Nel 1901 iniziò la sua carriera di esploratore del Polo Sud, come terzo luogotenente sulla nave Discovery guidata da Robert Falcon Scott, nella spedizione artica organizzata dalla Royal Geographical Society, il cui ambizioso obiettivo era raggiungere per primi il Polo Sud. L’equipaggio conseguì il primato dell’attraversamento del Mare di Ross e scoprì nuovi terre artiche. Ma, a causa dell’inesperienza nell’organizzazione – i viveri non furono sufficienti, i cani da slitta erano stremati – gli esploratori dovettero fermarsi il 31 dicembre 1902 a circa 480 miglia dal Polo Sud, a 82° 17’ di latitudine.
Durante il rientro, che si trasformò in una corsa per sopravvivere, Shackleton fu affetto dallo scorbuto e dovette rimpatriare subito in Gran Bretagna, dove comunque fu festeggiato da eroe.
Dal 1907 al 1909 ci fu la sua seconda missione in Antartide: la spedizione Nimrod, guidata dallo stesso Shackleton che, con i compagni Frank Wild, Eric Marshall e James Adams, giunse a 88° 23’ di latitudine sud e stabilì per tre anni il primato di avvicinamento al Polo Sud. Però, a soli 180 km dall’agognato traguardo, valutando le scorte e le forze del gruppo, Shackleton decise di interrompere il tentativo e di tornare al campo base. Motivò la sua sofferta decisione affermando: “Better a live donkey than a dead lion (Meglio un asino vivo che un leone morto)”. La spedizione riuscì a localizzare il Polo Sud magnetico, a scalare il monte Erebus (il vulcano attivo sull’isola di Ross) e a scoprire il passaggio nel ghiacciaio di Beardmore.
Al ritorno in patria il capitano Shackleton fu nominato cavaliere (Sir), Comandante dell’Ordine reale vittoriano e Ufficiale dell’Impero britannico. Il Polo Sud fu poi raggiunto per la prima volta da Roald Amundsen, con altri cinque norvegesi, il 14 dicembre 1911.
Il 9 agosto 1914 Ernest Shackleton salpò da Plymouth per la sua terza missione con la nave Endurance: dopo il raggiungimento del Polo sud da parte di Amundsen (e poi di Scott) l’unica conquista di prestigio da compiere era la traversata del continente antartico.
Il 10 gennaio 1915 l’Endurance raggiunse il mare di Weddell; ma il 19 rimase incastrata nella banchisa, andando alla deriva, finché il 27 ottobre, dieci mesi dopo, dovette essere abbandonata: il 21 novembre la nave fu completamente distrutta dalla pressione del ghiaccio. Shackleton e l’equipaggio si trasferirono sulla banchisa, in un accampamento d’emergenza chiamato “Ocean Camp”, dove rimasero fino al 29 dicembre, quando furono costretti a spostarsi, con tre scialuppe di salvataggio, su un altro lastrone di banchisa battezzato “Patience Camp”. Vi rimasero fino all’8 aprile 1916 ma, quando il lastrone incominciò a sciogliersi, nonostante le terribili condizioni avverse, navigarono a bordo dello loro scialuppe e raggiunsero così l’isola Elephant
Poiché le probabilità che qualcuno li soccorresse nell’isola erano nulle, per cercare aiuto Shackleton decise quindi di raggiungere la Georgia del Sud (distante circa 1.600 km), utilizzando la scialuppa migliore, insieme a cinque uomini. I sei salparono il 24 aprile 1916 e riuscirono ad attraccare nella parte meridionale dell’isola, dopo 15 giorni di navigazione in condizioni meteorologiche pessime.

DATI REGISTRATI
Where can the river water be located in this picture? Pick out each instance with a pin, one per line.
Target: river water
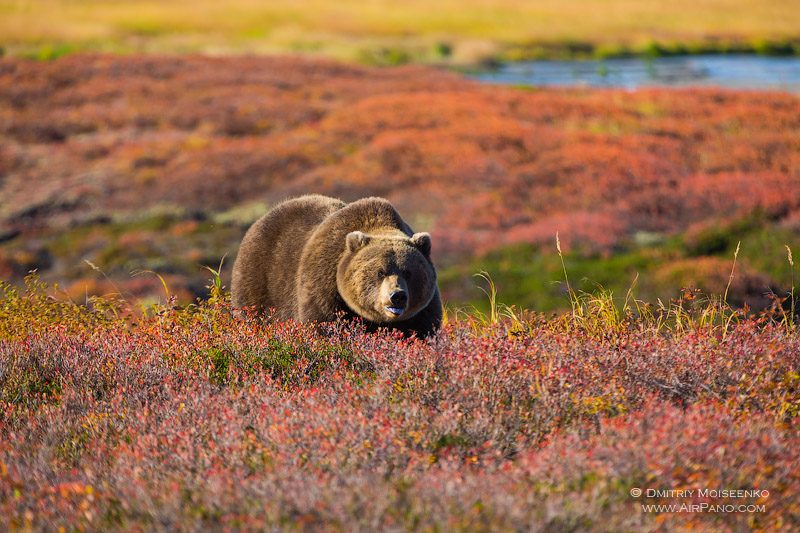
(730, 71)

COMPITO DA SVOLGERE
Puoi riportare la parte del brano su Shackleton compresa tra "Nel 1901 iniziò" e "17’ di latitudine.", estremi inclusi, scambiando "terzo luogotenente" con "secondo luogotenente"?

SOLUZIONE
Nel 1901 iniziò la sua carriera di esploratore del Polo Sud, come secondo luogotenente sulla nave Discovery guidata da Robert Falcon Scott, nella spedizione artica organizzata dalla Royal Geographical Society, il cui ambizioso obiettivo era raggiungere per primi il Polo Sud. L’equipaggio conseguì il primato dell’attraversamento del Mare di Ross e scoprì nuovi terre artiche. Ma, a causa dell’inesperienza nell’organizzazione – i viveri non furono sufficienti, i cani da slitta erano stremati – gli esploratori dovettero fermarsi il 31 dicembre 1902 a circa 480 miglia dal Polo Sud, a 82° 17’ di latitudine.